QUESTIONS TO ANSWER:
1. Copy the mustard donut piece word for word, from "I’m sorry, but" through "around the world.", inclusive.
2. Using the mustard donut piece, mark each statement yes or no and quote the words that decide it: (a) The Virginia couple kept their house after retiring. (b) Alaska is the writer's favorite cruise destination. (c) On airplanes, the writer tries for a window seat.
3. According to the mustard donut piece, which company unveiled the mustard donut?

EXERCISE TEXT:
I had no idea that August 6 is National Mustard Day. As it turns out, August 6 is also National Fresh Breath Day, National Root Beer Float Day, and National Wiggle Your Toes Day. But none of them are being celebrated with mustard donuts.
French’s, the mustard company, has unveiled what yahoo!finance describes as “a reimagined classic glazed donut with a sweet and savory yellow mustard coating that’s topped with a mustard cake crumble.”
I’m sorry, but none of that is remotely appealing to me.
But this is: when a couple in Virginia retired, they sold their house and most of their belongings and are now living on cruise ships. They explained that they have a small condominium in Florida “so when we get too old to cruise we have somewhere to live.” In the meantime, they are spending as much time as possible sailing around the world.
As a longtime fan of cruises (Alaska is my favorite), this seems like a terrific idea.
This, however, does not: a company has created the world’s only hot-air balloon restaurant. I’m sure the food is terrific and the views are amazing, but I am not a fan of heights. When I get on an airplane, I try for an aisle seat where I can read the entire time while pretending we’re still on the ground.
“I don’t believe in hell”

DATA EXCERPTS:
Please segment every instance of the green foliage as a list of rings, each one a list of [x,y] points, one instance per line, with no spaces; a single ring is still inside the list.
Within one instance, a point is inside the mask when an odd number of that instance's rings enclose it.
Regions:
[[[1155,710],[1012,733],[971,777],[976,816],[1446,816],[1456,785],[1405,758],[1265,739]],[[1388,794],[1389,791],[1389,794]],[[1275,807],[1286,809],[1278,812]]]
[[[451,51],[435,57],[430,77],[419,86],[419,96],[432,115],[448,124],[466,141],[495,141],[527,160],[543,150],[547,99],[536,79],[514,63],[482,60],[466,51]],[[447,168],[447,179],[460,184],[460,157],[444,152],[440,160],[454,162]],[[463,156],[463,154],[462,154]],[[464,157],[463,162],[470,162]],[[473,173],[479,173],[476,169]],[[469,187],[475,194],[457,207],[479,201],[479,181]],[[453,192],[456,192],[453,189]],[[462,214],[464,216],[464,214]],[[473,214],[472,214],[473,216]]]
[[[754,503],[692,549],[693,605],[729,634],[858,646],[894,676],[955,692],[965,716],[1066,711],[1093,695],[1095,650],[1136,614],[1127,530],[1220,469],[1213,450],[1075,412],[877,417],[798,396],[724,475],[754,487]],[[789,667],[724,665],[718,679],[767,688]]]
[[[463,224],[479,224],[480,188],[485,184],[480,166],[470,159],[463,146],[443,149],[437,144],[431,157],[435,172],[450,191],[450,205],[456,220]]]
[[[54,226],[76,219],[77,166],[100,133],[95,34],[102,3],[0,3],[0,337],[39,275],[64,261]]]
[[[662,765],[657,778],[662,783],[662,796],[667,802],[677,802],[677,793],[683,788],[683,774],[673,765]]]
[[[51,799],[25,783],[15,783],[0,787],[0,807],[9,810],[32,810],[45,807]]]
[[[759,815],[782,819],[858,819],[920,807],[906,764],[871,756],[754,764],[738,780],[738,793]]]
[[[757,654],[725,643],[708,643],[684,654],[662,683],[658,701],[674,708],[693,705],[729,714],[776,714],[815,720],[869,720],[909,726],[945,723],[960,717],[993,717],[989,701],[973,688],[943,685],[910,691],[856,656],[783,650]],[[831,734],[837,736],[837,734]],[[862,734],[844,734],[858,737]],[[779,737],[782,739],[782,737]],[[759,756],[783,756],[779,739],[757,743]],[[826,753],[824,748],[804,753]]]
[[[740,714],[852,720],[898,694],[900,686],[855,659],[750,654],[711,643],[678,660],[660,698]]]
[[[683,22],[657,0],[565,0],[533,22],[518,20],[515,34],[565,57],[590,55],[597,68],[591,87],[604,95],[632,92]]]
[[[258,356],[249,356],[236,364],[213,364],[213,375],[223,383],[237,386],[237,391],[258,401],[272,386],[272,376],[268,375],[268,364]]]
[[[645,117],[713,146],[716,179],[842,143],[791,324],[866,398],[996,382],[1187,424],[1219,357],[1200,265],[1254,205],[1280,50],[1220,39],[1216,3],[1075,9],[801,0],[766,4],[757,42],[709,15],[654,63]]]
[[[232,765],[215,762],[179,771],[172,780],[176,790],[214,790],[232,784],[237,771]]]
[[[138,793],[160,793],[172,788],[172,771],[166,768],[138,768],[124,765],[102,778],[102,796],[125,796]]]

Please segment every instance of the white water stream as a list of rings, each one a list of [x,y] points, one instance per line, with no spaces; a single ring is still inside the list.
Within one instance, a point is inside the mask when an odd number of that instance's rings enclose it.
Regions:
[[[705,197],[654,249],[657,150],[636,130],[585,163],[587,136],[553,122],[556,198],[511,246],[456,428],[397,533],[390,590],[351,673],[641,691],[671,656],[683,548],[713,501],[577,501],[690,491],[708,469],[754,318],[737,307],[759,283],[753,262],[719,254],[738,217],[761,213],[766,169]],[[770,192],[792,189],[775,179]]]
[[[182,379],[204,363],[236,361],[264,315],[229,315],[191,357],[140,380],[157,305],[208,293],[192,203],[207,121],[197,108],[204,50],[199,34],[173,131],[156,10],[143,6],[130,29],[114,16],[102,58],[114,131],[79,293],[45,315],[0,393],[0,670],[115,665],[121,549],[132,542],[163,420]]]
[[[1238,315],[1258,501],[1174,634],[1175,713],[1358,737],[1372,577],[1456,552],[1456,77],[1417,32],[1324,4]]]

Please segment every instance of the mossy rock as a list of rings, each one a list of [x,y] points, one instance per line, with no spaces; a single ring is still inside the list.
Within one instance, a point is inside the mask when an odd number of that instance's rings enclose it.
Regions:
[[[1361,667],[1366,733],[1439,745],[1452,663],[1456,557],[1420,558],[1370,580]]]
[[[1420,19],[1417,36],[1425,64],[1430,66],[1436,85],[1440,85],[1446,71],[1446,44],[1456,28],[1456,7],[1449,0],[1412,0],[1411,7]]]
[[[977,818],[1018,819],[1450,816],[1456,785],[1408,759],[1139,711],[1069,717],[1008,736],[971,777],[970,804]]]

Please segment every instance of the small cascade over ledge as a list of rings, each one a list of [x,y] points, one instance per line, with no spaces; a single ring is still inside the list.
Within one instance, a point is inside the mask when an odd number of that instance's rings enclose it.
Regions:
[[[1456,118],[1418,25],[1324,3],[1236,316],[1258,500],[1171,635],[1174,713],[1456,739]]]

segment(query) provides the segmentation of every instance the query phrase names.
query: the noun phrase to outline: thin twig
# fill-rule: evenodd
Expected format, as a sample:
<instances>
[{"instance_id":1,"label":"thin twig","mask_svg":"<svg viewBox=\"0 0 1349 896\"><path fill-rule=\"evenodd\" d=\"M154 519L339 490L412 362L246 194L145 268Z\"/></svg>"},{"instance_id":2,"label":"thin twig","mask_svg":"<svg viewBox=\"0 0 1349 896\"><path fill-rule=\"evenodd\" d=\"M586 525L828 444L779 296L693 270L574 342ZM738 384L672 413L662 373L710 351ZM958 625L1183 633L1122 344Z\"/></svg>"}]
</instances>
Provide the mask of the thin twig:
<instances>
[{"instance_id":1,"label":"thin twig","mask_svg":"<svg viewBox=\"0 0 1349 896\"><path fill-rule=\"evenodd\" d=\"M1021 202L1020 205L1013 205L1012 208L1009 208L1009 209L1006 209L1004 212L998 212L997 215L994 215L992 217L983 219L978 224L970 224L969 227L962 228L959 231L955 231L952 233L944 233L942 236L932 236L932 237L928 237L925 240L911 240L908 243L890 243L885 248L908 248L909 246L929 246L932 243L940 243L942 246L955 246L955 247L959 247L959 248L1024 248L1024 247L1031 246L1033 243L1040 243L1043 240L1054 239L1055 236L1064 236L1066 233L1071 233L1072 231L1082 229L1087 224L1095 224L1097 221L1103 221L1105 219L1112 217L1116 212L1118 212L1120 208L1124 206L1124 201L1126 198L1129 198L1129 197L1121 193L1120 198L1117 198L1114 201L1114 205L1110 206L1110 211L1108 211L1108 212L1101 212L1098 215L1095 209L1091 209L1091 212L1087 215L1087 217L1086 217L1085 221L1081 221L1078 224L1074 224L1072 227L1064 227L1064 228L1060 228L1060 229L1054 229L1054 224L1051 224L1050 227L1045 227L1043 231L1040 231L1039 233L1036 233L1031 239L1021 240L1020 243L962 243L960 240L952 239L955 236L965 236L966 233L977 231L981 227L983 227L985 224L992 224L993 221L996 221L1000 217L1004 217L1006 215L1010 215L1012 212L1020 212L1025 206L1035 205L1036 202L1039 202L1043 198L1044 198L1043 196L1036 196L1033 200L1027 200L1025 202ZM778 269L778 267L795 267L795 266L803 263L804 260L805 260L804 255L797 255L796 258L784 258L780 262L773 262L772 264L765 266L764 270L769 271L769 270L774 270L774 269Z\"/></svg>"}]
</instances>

ANSWERS FOR THIS EXERCISE:
1.
I’m sorry, but none of that is remotely appealing to me.
But this is: when a couple in Virginia retired, they sold their house and most of their belongings and are now living on cruise ships. They explained that they have a small condominium in Florida “so when we get too old to cruise we have somewhere to live.” In the meantime, they are spending as much time as possible sailing around the world.

2.
(a) No: "they sold their house and most of their belongings"
(b) Yes: "(Alaska is my favorite)"
(c) No: "I try for an aisle seat"

3. French’s, the mustard company.